START Dataset content

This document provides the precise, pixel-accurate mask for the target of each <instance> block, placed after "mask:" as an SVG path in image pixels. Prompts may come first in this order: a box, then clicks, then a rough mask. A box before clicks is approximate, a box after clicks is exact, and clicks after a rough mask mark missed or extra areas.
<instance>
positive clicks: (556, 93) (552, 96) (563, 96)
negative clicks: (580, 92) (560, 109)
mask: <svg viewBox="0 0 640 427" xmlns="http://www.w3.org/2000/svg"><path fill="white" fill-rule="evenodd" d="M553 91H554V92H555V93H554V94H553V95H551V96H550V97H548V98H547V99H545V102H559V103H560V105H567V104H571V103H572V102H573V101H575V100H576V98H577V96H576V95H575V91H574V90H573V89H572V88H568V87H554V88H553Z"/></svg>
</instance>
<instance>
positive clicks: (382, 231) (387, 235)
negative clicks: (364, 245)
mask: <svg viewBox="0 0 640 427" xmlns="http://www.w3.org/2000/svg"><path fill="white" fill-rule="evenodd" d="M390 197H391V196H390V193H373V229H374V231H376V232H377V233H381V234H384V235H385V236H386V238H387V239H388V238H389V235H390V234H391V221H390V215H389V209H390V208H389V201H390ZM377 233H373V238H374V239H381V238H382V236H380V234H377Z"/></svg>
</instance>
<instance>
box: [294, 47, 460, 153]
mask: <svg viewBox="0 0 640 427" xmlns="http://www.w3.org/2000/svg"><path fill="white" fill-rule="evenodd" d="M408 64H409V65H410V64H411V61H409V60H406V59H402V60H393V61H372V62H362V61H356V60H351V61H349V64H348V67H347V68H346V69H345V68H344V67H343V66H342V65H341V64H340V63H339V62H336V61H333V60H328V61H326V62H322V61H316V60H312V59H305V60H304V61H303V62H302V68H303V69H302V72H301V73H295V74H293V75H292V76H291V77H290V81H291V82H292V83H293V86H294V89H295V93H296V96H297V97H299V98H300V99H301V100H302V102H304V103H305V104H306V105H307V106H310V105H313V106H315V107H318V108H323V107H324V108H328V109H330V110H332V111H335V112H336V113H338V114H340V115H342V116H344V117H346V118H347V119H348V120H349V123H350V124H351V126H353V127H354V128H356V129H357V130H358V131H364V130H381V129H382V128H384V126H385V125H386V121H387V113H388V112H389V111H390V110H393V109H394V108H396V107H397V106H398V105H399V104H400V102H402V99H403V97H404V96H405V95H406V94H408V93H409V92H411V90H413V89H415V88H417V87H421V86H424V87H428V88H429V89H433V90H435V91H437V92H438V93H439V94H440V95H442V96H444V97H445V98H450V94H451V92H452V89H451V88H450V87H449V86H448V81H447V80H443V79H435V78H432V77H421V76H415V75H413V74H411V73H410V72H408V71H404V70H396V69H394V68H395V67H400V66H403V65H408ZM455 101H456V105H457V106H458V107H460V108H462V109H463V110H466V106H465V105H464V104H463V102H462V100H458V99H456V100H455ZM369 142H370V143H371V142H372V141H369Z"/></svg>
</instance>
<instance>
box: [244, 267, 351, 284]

END Dataset content

Every line in the records has to be written out again exactly.

This document provides the precise, pixel-accurate mask for the target of each <instance> block, placed after "mask:" as an SVG path in image pixels. Prompts may come first in this order: a box, then clicks, then a rough mask. A box before clicks is approximate, a box after clicks is exact, and clicks after a rough mask mark missed or extra areas.
<instance>
positive clicks: (556, 93) (552, 96) (563, 96)
negative clicks: (580, 92) (560, 109)
mask: <svg viewBox="0 0 640 427" xmlns="http://www.w3.org/2000/svg"><path fill="white" fill-rule="evenodd" d="M553 91H554V92H555V93H554V94H553V95H551V96H550V97H548V98H547V99H545V102H559V103H560V105H567V104H571V103H572V102H573V101H575V100H576V98H577V96H576V95H575V91H574V90H573V89H572V88H568V87H554V88H553Z"/></svg>
</instance>
<instance>
positive clicks: (382, 231) (387, 235)
negative clicks: (364, 245)
mask: <svg viewBox="0 0 640 427" xmlns="http://www.w3.org/2000/svg"><path fill="white" fill-rule="evenodd" d="M390 197H391V196H390V193H373V229H374V231H376V232H377V233H381V234H384V235H385V236H386V238H387V239H388V238H389V235H390V234H391V221H390V215H389V209H390V208H389V201H390ZM377 233H373V238H374V239H381V238H382V236H380V234H377Z"/></svg>
</instance>
<instance>
box: [294, 47, 460, 153]
mask: <svg viewBox="0 0 640 427" xmlns="http://www.w3.org/2000/svg"><path fill="white" fill-rule="evenodd" d="M408 64H409V65H410V64H411V61H409V60H406V59H402V60H393V61H372V62H362V61H356V60H351V61H349V64H348V67H347V68H346V69H345V68H344V67H343V66H342V65H341V64H340V63H339V62H336V61H333V60H328V61H326V62H322V61H316V60H312V59H305V60H304V61H303V62H302V68H303V69H302V72H301V73H295V74H293V75H292V76H291V77H290V81H291V82H292V83H293V86H294V89H295V93H296V96H297V97H299V98H300V99H301V100H302V102H304V103H305V104H306V105H307V106H310V105H313V106H315V107H318V108H323V107H324V108H328V109H330V110H332V111H335V112H336V113H338V114H340V115H342V116H344V117H346V118H347V119H348V120H349V123H350V124H351V126H353V127H354V128H356V129H357V130H358V131H364V130H381V129H382V128H384V126H385V125H386V121H387V113H388V112H389V111H390V110H393V109H394V108H396V107H397V106H398V105H399V104H400V102H402V99H403V97H404V96H405V95H406V94H408V93H409V92H411V90H413V89H415V88H417V87H421V86H424V87H428V88H429V89H433V90H435V91H437V92H438V93H439V94H440V95H442V96H444V97H445V98H450V94H451V92H452V89H451V88H450V87H449V86H448V81H447V80H443V79H435V78H432V77H421V76H415V75H413V74H411V73H410V72H408V71H404V70H396V69H394V68H395V67H400V66H403V65H408ZM455 101H456V105H457V106H458V107H460V108H462V109H463V110H466V106H465V105H464V104H463V102H462V100H458V99H456V100H455ZM369 142H370V143H371V142H372V141H369Z"/></svg>
</instance>
<instance>
box: [244, 267, 351, 284]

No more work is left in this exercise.